**Task statement**
Please reproduce the message about the DMA mapping error on ppc64, word for word, from "Thank you for" up to and including "in that flow.".

**Source**
DMA Mapping Error in ppc64

Jared Bents jared.bents at rockwellcollins.com
Fri Mar 23 01:37:38 AEDT 2018


Thank you for the response but unfortunately, it looks like I already
have that and it is being used.  To verify, I commented that out and
got the failure "dma_direct_alloc_coherent: No suitable zone for pfn
0xe0000".  Below is the code flow for function
ath10k_pci_hif_exchange_bmi_msg which is showing the first dma mapping
error.

ath10k_pci_hif_exchange_bmi_msg -> dma_map_single ->
dma_map_single_attrs -> swiotlb_map_page -> dma_capable (returns
false)


dma_capable is what reports the failure in that flow.

static inline bool dma_capable(struct device *dev, dma_addr_t addr, size_t size)
{
#ifdef CONFIG_SWIOTLB
    struct dev_archdata *sd = &dev->archdata;

   if (sd->max_direct_dma_addr && addr + size > sd->max_direct_dma_addr)
        return false;
#endif

    if (!dev->dma_mask)
        return false;

    return addr + size - 1 <= *dev->dma_mask;
}
Getting the below values:
addr = 1ee376218
size = 4
sd->max_direct_dma_addr = e0000000 which is I believe DMA window size (e0000000)

**Given data**
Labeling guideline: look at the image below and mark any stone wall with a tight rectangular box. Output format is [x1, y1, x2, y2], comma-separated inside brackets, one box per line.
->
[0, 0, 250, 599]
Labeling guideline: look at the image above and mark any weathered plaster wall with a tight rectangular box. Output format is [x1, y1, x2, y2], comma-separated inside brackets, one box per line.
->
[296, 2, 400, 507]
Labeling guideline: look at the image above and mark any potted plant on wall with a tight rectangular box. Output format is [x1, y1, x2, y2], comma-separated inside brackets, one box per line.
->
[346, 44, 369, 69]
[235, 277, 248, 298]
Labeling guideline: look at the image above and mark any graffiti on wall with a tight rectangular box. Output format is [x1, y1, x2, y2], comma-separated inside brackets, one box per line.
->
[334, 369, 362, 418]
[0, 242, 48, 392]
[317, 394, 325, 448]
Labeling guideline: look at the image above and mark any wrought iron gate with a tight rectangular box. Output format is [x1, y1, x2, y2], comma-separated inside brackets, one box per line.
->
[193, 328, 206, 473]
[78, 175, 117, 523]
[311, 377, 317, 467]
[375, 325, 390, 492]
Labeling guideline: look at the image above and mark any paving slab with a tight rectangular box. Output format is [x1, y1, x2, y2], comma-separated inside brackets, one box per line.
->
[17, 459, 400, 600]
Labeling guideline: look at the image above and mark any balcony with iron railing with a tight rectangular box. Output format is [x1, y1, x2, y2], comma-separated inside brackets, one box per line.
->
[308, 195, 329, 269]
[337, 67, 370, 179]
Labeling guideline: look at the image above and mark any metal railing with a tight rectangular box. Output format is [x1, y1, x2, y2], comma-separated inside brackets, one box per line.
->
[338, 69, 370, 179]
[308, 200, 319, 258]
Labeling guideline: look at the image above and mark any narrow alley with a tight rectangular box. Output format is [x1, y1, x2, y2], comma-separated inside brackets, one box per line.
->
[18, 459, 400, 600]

**Complete answer**
Thank you for the response but unfortunately, it looks like I already
have that and it is being used.  To verify, I commented that out and
got the failure "dma_direct_alloc_coherent: No suitable zone for pfn
0xe0000".  Below is the code flow for function
ath10k_pci_hif_exchange_bmi_msg which is showing the first dma mapping
error.

ath10k_pci_hif_exchange_bmi_msg -> dma_map_single ->
dma_map_single_attrs -> swiotlb_map_page -> dma_capable (returns
false)


dma_capable is what reports the failure in that flow.